▶ **Stated problem**:
Rewrite the material below, substituting "Mark" for each occurrence of "Indicate" and leaving everything else unchanged.

[BEGIN Material provided]

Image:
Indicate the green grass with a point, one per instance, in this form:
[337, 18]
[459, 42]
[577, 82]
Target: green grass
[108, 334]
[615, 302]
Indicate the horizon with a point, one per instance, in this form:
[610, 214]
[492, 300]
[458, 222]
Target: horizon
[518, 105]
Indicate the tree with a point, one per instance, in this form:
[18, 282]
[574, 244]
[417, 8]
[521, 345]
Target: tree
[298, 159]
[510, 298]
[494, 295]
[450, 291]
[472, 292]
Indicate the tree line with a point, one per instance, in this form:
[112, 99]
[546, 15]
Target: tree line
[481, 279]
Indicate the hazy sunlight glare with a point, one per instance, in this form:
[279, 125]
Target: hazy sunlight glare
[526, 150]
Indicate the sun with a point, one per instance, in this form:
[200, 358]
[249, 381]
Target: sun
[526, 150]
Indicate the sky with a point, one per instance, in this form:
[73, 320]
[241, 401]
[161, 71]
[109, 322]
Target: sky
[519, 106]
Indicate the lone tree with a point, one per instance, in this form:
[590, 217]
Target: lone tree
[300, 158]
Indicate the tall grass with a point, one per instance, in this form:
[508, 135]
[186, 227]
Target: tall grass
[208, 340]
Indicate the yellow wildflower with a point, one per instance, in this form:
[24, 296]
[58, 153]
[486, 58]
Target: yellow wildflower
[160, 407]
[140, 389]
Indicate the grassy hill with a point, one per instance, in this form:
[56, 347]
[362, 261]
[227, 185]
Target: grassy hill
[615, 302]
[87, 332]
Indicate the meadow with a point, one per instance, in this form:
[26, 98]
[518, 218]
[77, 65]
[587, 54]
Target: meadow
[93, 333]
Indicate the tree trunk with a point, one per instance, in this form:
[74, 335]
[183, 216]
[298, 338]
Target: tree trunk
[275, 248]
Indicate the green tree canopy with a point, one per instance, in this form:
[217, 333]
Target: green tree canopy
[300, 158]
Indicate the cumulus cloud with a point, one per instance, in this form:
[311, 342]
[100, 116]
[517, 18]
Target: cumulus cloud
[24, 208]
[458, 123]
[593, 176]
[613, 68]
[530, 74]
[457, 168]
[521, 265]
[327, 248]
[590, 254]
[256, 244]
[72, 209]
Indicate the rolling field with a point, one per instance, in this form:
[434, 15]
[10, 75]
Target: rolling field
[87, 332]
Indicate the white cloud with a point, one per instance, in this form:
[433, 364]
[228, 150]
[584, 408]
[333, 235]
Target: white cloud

[END Material provided]

▶ **Right answer**:
Image:
Mark the green grass with a point, one per instance, in this form:
[337, 18]
[459, 42]
[577, 82]
Target: green grass
[108, 334]
[615, 302]
Mark the horizon with a point, one per instance, in this form:
[610, 214]
[492, 300]
[458, 222]
Target: horizon
[518, 105]
Mark the tree with a point, one per instance, in this form:
[18, 282]
[574, 244]
[417, 8]
[521, 345]
Target: tree
[298, 159]
[510, 298]
[494, 295]
[450, 291]
[472, 292]
Mark the tree line with a point, one per instance, in this form:
[112, 99]
[546, 15]
Target: tree line
[481, 279]
Mark the hazy sunlight glare with a point, one per instance, in this form:
[279, 125]
Target: hazy sunlight glare
[526, 150]
Mark the sun with a point, one per instance, in this form:
[200, 358]
[249, 381]
Target: sun
[526, 150]
Mark the sky with a point, one per instance, in this form:
[73, 320]
[241, 401]
[161, 71]
[109, 322]
Target: sky
[519, 106]
Mark the lone tree with a point, one per instance, in this form:
[590, 217]
Target: lone tree
[300, 158]
Mark the tall grass with a point, one per instance, in this form:
[508, 135]
[186, 227]
Target: tall grass
[208, 340]
Mark the yellow wildflower with a point, one per instance, in this form:
[24, 296]
[58, 153]
[486, 58]
Target: yellow wildflower
[160, 407]
[140, 389]
Mark the grassy hill with a point, one per instance, in this form:
[56, 347]
[362, 261]
[227, 185]
Target: grassy hill
[615, 302]
[87, 332]
Mark the meadow with a point, one per instance, in this form:
[26, 98]
[518, 218]
[77, 65]
[587, 54]
Target: meadow
[93, 333]
Mark the tree trunk with a point, one per instance, in this form:
[74, 335]
[183, 216]
[298, 338]
Target: tree trunk
[275, 248]
Mark the green tree canopy with a point, one per instance, in this form:
[217, 333]
Target: green tree canopy
[300, 158]
Mark the cumulus cloud with a point, one per instance, in this form:
[311, 342]
[100, 116]
[517, 18]
Target: cumulus cloud
[24, 208]
[458, 123]
[593, 176]
[613, 68]
[530, 74]
[457, 168]
[521, 265]
[327, 248]
[590, 254]
[256, 244]
[72, 209]
Mark the rolling field with a point, one per instance, in this form:
[434, 15]
[10, 75]
Target: rolling field
[87, 332]
Mark the white cloud with a point, one per instance, in this form:
[433, 364]
[228, 150]
[584, 408]
[333, 235]
Target: white cloud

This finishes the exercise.